PM End of Week Market Commentary - 3/27/2015

By davefairtex on Sat, Mar 28, 2015 - 4:52pm

On Friday gold fell -5.30 to 1198.30 on moderately heavy volume; silver dropped -0.13 to 16.97 on moderate volume.  Gold sold off today but managed to recover some of its losses; it as a result it has yet to mark a swing high, and it remains clearly above its 9 EMA.  This tells me that the two-week gold rally is still very much alive, in spite of the ugly hammer candle on Thursday.

Silver too remains in its two week old uptrend; it too avoided marking a swing high, and silver remains above both 9 EMA and 50 MA.  Silver's chart looks better than gold.  Staying above that 50 MA makes silver look better to those disciplined traders awaiting a trend change in PM.  Hey, do I see silver's 50 MA actually rising?

Miners sold off on Friday, with GDX dropping -1.21% on moderately light volume, and GDXJ was down -1.63% on moderately light volume also.  Both miner ETFs have now dropped below their 9 EMA lines, and that is bearish.

On the week, gold rallied +16.60 [+1.40%], silver rose +0.24 [+1.46%], GDX fell -2.53%, and GDXJ dropped -2.16%.  Things look a bit confused right now; either the miners will be leading gold back down, or it is just a brief profit-taking rest on the way to higher levels for gold.  My sense: the dollar will tell us which way things will end up breaking.


The buck continued dropping this week, losing -0.65 [-0.66%] to 97.52.

On the weekly chart, support for the buck looks to be provided by the weekly 9 EMA.  My sense: for the dollar trend to break down more conclusively, we need to see a close below that 9 EMA - below 96.30 or so.

There are a bunch of forces in play right now in the buck.  First, will she or won't she - will Yellen raise rates?  If economic news is bad in the US, the buck will probably fall further, since it suggests the chances of a near term rate rise are slimmer.  My sense is, economic news will probably worsen given the deflationary effects of our amazing dollar rally take time to make themselves felt, and the close of Q1 2015 is just about the right time for the bad news to hit.

Secondly, there's Greece and the Euro.  Greece is now reportedly "one minute from midnight" in terms of running out of money.  And the Eurozone powers seem to be doing everything to "keep Greece on the Troika Reservation" so to speak.  Scant ELA support, no money for Greek safety net programs, and so on.  France gets a pass on balancing her budget (wait?  No austerity for them?), but Greece needs to maintain its primary surplus.  Ukraine gets to default (and apparently has the full support of the EU in doing so) but Greece?  Oh no.  A contract is a contract.  Greece will probably blow up, but quietly.  My current favorite scenario: "payment moratorium" on Greek debts - i.e. a "temporary" default within the Eurozone, end of ECB ELA support leads to imposition of capital controls, and a parallel currency - Greek government pays its expenses in IOUs (i.e. we don't call it the Drachma, but its the Drachma).  That's Euro negative, of course, but it avoids a massive Target2 bill and an equally massive EFSF bill for a Greek default resulting from actually expelling Greece from the EZ.  Can-kicking, but with a twist.  Call it mildly Euro-negative.  This is the "minimum pain outcome" for everyone, and that's why its my favorite scenario.

========================

Task list:
**1.** Sum up the market commentary in two sentences.
**2.** Rename "swing high" as "swing peak" in the stretch of the market commentary from "PM End of Week" through "MA actually rising?", and give that stretch back.
**3.** Translate this sentence from the market commentary into Spanish: "Silver's chart looks better than gold."

[Polygon annotations for photos]
========================

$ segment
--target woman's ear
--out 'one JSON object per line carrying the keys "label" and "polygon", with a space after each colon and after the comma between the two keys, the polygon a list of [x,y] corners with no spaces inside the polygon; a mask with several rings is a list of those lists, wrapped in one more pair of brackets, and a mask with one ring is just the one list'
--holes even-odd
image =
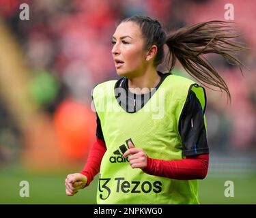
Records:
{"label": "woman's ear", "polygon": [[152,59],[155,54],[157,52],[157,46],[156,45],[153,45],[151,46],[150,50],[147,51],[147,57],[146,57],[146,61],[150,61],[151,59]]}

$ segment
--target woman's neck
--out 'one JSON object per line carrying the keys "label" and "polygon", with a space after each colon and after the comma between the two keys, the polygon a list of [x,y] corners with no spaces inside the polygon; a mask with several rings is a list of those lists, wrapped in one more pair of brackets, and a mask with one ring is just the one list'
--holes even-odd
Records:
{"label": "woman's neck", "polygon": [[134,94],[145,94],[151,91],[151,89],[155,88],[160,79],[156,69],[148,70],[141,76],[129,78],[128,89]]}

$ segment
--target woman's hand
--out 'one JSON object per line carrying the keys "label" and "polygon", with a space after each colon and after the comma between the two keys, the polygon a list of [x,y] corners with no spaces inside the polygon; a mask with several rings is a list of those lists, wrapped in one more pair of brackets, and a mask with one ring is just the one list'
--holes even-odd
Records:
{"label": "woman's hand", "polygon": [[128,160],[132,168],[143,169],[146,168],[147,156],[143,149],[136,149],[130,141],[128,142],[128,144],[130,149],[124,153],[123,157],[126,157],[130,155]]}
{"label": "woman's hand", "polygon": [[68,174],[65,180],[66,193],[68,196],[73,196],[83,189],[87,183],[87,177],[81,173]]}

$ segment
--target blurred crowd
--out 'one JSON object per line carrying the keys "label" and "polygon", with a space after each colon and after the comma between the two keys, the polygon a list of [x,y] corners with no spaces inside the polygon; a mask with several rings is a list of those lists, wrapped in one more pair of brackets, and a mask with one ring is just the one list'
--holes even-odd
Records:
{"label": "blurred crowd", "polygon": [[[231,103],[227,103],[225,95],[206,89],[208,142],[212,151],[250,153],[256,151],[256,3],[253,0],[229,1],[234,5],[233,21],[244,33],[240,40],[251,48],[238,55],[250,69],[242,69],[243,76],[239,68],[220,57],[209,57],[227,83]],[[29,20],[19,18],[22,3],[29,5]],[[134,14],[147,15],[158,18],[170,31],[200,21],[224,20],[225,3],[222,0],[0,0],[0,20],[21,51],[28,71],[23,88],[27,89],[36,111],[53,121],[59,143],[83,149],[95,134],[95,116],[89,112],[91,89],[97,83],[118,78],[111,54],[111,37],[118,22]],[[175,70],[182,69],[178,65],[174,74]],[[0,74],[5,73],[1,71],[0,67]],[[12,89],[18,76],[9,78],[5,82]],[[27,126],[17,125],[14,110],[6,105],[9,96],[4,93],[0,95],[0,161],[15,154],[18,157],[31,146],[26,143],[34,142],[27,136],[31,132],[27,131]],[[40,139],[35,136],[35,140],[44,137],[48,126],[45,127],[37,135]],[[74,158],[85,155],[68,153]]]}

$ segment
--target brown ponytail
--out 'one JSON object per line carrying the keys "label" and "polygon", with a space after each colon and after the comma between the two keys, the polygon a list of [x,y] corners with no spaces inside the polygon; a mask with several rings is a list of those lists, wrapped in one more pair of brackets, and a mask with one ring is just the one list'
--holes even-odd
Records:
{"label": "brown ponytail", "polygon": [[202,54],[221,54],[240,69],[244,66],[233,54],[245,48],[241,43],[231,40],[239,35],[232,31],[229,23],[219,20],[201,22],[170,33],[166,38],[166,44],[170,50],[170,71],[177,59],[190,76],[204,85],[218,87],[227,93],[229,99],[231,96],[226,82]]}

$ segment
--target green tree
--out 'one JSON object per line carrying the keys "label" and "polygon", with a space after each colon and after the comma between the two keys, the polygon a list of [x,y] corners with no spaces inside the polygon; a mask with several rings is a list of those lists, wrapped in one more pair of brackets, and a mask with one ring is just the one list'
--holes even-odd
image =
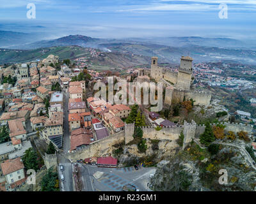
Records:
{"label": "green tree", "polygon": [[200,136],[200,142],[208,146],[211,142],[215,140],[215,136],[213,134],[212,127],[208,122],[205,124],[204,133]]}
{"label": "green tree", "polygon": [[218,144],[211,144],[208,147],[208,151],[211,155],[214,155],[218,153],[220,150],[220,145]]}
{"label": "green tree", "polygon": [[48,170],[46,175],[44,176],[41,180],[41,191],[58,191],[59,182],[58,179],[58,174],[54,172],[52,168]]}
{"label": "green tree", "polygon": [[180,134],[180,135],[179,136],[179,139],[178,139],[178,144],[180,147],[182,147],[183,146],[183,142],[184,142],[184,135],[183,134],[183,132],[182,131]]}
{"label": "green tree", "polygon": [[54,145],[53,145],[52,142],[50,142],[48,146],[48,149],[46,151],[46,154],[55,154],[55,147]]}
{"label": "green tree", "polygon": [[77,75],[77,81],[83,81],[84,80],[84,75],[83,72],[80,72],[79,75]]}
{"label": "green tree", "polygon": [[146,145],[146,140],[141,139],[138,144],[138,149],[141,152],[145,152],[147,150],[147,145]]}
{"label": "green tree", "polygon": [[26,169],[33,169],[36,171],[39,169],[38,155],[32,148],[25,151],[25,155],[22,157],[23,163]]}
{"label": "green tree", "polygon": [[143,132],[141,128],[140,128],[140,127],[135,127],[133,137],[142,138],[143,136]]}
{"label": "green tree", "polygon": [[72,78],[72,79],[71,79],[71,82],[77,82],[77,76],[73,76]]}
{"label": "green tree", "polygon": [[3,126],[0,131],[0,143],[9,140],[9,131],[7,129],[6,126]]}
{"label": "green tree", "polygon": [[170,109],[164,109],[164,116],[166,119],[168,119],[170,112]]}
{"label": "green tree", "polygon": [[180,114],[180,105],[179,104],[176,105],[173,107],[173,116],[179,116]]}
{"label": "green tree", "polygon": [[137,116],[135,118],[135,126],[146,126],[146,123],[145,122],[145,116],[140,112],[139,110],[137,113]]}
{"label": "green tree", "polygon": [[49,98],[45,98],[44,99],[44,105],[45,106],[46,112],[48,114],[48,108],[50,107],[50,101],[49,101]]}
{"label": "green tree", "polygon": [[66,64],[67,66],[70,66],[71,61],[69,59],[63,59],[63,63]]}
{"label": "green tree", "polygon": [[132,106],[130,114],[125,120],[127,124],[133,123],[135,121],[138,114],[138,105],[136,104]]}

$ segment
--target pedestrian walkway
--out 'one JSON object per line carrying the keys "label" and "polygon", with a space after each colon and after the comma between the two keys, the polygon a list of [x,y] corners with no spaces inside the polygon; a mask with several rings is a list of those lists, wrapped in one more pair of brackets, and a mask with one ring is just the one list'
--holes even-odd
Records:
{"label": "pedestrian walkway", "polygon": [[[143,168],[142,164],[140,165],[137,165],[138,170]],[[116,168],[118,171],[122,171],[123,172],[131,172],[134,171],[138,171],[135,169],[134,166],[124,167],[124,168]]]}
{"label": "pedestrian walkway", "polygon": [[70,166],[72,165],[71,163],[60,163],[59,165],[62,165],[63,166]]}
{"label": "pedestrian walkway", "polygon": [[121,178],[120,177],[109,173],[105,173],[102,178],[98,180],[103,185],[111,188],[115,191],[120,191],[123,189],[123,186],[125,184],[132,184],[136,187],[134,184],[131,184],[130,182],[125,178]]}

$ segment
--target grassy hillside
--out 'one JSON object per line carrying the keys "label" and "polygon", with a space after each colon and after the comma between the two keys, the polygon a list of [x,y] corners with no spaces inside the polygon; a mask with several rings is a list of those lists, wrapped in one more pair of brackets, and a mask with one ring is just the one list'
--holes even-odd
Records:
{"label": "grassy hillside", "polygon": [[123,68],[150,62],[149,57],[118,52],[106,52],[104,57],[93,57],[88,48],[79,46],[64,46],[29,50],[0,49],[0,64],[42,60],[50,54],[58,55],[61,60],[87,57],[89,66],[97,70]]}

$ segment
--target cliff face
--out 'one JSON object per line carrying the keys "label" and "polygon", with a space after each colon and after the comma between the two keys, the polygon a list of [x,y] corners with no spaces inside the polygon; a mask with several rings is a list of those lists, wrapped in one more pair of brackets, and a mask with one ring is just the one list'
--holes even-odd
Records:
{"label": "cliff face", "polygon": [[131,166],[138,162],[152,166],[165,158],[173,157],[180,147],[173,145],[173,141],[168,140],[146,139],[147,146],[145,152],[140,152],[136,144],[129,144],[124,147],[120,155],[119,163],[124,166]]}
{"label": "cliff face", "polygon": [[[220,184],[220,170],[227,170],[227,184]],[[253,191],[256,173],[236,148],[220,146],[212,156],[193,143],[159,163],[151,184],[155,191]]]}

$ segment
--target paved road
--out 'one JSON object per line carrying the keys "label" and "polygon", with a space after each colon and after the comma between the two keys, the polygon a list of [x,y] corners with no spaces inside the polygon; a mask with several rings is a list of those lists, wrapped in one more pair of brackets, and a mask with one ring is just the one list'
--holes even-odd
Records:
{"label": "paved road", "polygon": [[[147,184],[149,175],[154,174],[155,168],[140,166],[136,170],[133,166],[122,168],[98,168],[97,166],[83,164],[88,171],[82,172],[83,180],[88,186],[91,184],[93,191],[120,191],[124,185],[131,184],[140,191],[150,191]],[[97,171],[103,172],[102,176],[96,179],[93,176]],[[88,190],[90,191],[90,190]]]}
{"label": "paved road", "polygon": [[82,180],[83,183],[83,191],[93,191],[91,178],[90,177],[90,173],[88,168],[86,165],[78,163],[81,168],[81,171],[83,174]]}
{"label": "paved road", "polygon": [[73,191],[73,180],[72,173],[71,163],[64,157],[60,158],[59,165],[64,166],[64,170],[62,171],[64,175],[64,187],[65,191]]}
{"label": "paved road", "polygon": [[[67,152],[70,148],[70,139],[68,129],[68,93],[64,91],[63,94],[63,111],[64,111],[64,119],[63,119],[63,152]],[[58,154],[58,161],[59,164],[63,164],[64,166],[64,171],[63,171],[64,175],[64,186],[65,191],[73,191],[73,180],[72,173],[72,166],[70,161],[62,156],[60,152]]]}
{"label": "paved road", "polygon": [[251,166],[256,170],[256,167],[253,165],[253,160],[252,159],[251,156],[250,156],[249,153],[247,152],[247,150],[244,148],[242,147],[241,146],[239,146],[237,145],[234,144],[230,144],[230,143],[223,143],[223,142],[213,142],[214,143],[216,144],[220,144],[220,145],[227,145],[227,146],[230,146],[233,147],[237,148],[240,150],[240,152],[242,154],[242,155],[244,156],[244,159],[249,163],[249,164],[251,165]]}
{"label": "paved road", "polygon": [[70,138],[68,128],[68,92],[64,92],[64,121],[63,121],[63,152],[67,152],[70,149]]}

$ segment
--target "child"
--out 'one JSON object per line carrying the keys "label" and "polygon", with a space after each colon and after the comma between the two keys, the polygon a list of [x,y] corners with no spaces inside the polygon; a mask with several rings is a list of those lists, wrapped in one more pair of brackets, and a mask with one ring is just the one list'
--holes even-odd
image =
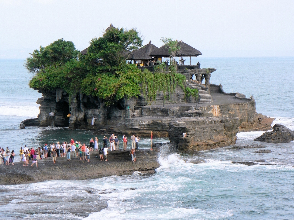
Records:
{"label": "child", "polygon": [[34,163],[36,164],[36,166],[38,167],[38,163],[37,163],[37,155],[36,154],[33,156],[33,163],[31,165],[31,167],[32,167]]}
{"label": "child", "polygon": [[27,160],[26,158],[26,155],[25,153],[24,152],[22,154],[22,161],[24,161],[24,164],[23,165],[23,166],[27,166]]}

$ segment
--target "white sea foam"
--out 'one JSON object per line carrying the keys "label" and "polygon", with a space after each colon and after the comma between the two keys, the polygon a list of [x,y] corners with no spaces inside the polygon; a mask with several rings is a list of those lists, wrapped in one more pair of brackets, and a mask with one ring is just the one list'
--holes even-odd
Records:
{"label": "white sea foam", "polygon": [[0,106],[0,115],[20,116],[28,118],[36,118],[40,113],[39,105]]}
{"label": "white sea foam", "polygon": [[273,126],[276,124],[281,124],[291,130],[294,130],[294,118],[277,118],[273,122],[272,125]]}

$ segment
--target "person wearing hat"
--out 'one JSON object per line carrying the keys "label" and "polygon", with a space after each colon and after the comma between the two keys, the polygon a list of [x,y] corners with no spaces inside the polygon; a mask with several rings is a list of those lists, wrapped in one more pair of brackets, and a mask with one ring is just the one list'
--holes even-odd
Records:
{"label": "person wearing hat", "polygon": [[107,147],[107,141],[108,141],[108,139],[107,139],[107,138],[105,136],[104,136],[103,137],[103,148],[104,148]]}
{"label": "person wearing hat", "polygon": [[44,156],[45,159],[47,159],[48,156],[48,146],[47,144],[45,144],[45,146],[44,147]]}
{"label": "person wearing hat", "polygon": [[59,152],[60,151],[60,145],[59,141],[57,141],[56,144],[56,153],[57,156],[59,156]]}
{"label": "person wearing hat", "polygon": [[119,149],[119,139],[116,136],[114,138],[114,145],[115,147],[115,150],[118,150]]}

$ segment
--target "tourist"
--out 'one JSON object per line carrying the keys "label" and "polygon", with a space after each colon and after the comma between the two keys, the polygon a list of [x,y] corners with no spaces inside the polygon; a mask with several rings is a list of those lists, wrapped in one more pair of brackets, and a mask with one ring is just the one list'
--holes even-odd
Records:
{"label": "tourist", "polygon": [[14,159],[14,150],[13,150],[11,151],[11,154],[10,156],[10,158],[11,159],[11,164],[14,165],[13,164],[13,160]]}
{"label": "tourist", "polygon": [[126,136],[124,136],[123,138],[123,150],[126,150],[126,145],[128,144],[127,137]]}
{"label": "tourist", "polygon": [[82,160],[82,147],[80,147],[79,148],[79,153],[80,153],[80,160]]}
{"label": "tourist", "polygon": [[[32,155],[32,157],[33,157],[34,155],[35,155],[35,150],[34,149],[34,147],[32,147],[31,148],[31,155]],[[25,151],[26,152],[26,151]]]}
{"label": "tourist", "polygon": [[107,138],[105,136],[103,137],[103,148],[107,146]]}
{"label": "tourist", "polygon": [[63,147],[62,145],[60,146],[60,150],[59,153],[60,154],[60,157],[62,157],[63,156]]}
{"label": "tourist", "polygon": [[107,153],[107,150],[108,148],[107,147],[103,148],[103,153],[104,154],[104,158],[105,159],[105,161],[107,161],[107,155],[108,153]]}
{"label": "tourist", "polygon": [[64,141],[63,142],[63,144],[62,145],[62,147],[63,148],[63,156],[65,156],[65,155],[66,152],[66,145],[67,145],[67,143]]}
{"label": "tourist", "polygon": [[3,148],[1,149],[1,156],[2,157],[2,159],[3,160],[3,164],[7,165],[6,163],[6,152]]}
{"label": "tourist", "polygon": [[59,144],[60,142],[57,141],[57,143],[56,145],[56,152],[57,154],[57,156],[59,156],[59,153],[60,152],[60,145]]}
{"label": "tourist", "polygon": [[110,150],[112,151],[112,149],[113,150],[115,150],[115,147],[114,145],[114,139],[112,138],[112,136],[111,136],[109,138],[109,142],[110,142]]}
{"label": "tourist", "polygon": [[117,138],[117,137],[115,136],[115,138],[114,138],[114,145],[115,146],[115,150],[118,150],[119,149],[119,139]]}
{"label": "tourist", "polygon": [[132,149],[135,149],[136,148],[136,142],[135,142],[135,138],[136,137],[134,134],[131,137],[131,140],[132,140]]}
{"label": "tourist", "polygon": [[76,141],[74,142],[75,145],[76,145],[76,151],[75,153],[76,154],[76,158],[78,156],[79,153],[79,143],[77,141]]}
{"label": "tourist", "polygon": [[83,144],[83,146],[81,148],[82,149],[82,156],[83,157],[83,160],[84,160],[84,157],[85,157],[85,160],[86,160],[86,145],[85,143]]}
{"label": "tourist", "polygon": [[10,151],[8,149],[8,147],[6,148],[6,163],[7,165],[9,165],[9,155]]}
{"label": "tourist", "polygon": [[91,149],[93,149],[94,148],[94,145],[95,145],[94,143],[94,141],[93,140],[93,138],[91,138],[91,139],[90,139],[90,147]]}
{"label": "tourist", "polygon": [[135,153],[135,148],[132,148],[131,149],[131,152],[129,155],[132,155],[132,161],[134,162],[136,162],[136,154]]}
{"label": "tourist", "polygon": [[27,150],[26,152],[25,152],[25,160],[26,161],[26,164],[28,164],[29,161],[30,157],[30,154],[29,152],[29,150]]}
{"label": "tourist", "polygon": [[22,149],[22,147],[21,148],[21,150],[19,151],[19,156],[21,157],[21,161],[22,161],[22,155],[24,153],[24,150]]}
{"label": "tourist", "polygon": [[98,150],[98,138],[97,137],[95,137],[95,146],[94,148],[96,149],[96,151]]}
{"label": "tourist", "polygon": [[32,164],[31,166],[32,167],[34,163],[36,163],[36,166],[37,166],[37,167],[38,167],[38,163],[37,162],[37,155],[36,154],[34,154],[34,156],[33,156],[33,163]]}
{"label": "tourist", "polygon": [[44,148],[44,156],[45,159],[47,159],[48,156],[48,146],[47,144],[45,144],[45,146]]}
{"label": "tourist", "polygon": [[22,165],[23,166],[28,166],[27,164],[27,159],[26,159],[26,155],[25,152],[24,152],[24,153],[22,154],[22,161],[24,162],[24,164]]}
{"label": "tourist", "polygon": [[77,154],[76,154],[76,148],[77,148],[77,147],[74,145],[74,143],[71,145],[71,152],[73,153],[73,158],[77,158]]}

========================

Answers to each task:
**1.** Gold and silver both fell on Friday but stayed in their two-week uptrends, while the miner ETFs GDX and GDXJ dropped below their 9 EMA lines. The dollar lost 0.66% on the week, and the writer sees both the chance of a Yellen rate rise and the Greek money crisis as forces acting on it.

**2.**
PM End of Week Market Commentary - 3/27/2015

By davefairtex on Sat, Mar 28, 2015 - 4:52pm

On Friday gold fell -5.30 to 1198.30 on moderately heavy volume; silver dropped -0.13 to 16.97 on moderate volume.  Gold sold off today but managed to recover some of its losses; it as a result it has yet to mark a swing peak, and it remains clearly above its 9 EMA.  This tells me that the two-week gold rally is still very much alive, in spite of the ugly hammer candle on Thursday.

Silver too remains in its two week old uptrend; it too avoided marking a swing peak, and silver remains above both 9 EMA and 50 MA.  Silver's chart looks better than gold.  Staying above that 50 MA makes silver look better to those disciplined traders awaiting a trend change in PM.  Hey, do I see silver's 50 MA actually rising?

**3.** El gráfico de la plata se ve mejor que el del oro.